Donald Trump’s incoming administration is preparing to reinstate its “maximum pressure” campaign to cripple Iran’s financial ability to support regional proxies and advance its nuclear program, according to individuals familiar with the transition team’s plans. As soon as Trump assumes office in January, his foreign policy team intends to escalate sanctions on Tehran, particularly targeting its critical oil exports, these sources revealed.
“He’s determined to reinstitute a maximum pressure strategy to bankrupt Iran as soon as possible,” said a national security expert with knowledge of Trump’s transition plans.
This approach signals a significant shift in U.S. foreign policy during a period of instability in the Middle East, following Hamas’s attack on October 7, 2023, which sparked regional unrest and heightened tensions between Israel and Iran. Throughout his campaign, Trump suggested a desire to negotiate with Iran. “We have to make a deal, because the consequences are impossible. We have to make a deal,” he stated in September.
Sources familiar with Trump’s strategy indicated that the renewed maximum pressure campaign aims to bring Iran to the negotiating table with the U.S., although many experts remain skeptical about the likelihood of success.
During his first term, Trump abandoned the 2015 nuclear agreement between Iran and world powers, instead imposing extensive sanctions on the Islamic Republic. In response, Tehran accelerated its nuclear development, enriching uranium to near weapons-grade levels. While the sanctions largely stayed in place during the Biden administration, analysts believe their enforcement was less rigorous as efforts were made to revive the nuclear deal and reduce tensions.
Iran’s crude oil exports have significantly increased in recent years, rising from a low of 400,000 barrels per day in 2020 to over 1.5 million barrels per day in 2024, with the majority of shipments directed to China, according to the U.S. Energy Information Agency.

- STUDY MATERIAL:

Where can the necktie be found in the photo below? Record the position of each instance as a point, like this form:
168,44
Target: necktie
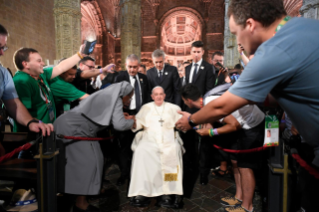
195,72
137,94
161,75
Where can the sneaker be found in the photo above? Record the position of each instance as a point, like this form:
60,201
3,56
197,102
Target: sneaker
230,201
237,208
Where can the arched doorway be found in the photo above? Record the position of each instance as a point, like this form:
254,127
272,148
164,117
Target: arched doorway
180,27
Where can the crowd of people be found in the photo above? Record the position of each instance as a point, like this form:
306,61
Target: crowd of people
166,118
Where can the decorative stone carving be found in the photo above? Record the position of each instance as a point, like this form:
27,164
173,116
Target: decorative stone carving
130,28
67,15
310,9
232,56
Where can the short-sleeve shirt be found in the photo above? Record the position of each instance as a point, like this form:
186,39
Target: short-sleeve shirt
7,89
287,66
248,116
63,90
35,95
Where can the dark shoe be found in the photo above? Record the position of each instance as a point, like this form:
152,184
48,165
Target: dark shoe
178,202
166,202
90,208
203,179
120,181
140,201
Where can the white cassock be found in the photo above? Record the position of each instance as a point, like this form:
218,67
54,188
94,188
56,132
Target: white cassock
157,167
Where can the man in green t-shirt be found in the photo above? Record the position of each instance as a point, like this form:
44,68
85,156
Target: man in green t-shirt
32,83
64,92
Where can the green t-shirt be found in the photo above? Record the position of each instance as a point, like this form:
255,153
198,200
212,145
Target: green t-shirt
63,90
36,96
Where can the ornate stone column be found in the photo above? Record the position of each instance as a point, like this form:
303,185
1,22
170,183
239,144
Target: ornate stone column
67,14
130,29
310,9
230,45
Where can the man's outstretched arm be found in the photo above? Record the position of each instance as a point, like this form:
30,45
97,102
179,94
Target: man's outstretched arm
213,111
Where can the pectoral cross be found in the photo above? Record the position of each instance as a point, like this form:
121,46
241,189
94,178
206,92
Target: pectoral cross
161,121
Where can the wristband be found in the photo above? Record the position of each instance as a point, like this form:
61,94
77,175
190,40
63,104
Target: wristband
211,132
215,132
190,122
32,121
80,56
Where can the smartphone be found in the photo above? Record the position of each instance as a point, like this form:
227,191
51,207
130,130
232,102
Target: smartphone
89,47
220,65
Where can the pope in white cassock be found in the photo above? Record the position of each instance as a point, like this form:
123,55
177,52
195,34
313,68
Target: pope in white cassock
157,167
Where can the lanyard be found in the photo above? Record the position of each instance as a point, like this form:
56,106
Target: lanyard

- ACTION ITEM A:
Decide whether each statement agrees with the passage on Trump's Iran strategy, answering yes or no and quoting the words of the passage that decide it: (i) Trump's foreign policy team plans to target Iran's oil exports; (ii) experts broadly expect the renewed campaign to succeed; (iii) most of Iran's oil shipments go to China.
- ACTION ITEM B:
Update the stretch of the passage on Trump's Iran strategy from "This approach signals" through "likelihood of success.", putting "bargaining table" in place of "negotiating table".
The material has no connection to the passage on Trump's Iran strategy.

- WORKED SOLUTION A:
(i) Yes: "particularly targeting its critical oil exports"
(ii) No: "many experts remain skeptical about the likelihood of success"
(iii) Yes: "with the majority of shipments directed to China"

- WORKED SOLUTION B:
This approach signals a significant shift in U.S. foreign policy during a period of instability in the Middle East, following Hamas’s attack on October 7, 2023, which sparked regional unrest and heightened tensions between Israel and Iran. Throughout his campaign, Trump suggested a desire to negotiate with Iran. “We have to make a deal, because the consequences are impossible. We have to make a deal,” he stated in September.
Sources familiar with Trump’s strategy indicated that the renewed maximum pressure campaign aims to bring Iran to the bargaining table with the U.S., although many experts remain skeptical about the likelihood of success.